***** INFORMATION GIVEN *****
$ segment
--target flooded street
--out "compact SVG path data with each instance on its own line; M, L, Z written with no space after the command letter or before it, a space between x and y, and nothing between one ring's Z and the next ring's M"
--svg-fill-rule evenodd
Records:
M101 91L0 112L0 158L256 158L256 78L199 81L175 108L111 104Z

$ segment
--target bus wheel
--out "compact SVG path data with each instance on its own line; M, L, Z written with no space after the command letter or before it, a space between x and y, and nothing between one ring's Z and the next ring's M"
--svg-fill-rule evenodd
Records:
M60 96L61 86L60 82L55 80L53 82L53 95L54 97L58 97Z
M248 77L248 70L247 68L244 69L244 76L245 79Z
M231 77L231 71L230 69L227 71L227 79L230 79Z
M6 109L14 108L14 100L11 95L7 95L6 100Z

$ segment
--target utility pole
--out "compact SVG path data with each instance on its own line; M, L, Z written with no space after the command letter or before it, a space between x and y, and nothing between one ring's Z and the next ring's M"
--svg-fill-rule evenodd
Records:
*****
- _THE TASK_
Copy out all of the data above, putting "power line pole" in place of "utility pole" and changing nothing else.

- _OUTPUT FOR THIS TASK_
$ segment
--target flooded street
--out "compact SVG path data with each instance on its own line; M, L, Z written with no space after the command letter or before it, a space between x and y, and nothing between one ring's Z and the next ring's M"
--svg-fill-rule evenodd
Records:
M101 91L0 112L0 158L256 158L256 78L199 81L175 108L111 104Z

$ segment
--target bus wheel
--out "compact SVG path data with each instance on its own line; M, L, Z written with no space after the command letter or before it, a space between x and y, and nothing between one ring's Z and the next ring's M"
--svg-fill-rule evenodd
Records:
M60 96L61 86L60 82L55 80L53 82L53 95L54 97L58 97Z
M248 77L248 70L247 68L244 69L244 76L245 79Z
M231 77L231 71L230 69L227 71L227 79L230 79Z
M6 109L14 108L14 100L11 95L7 95L6 100Z

$ segment
--target power line pole
--out "compact SVG path data with each instance on its own line; M, L, Z written with no space after the command letter or before it, a space between x and y, and nothing between one ring's Z and the next ring's M"
--svg-fill-rule evenodd
Records:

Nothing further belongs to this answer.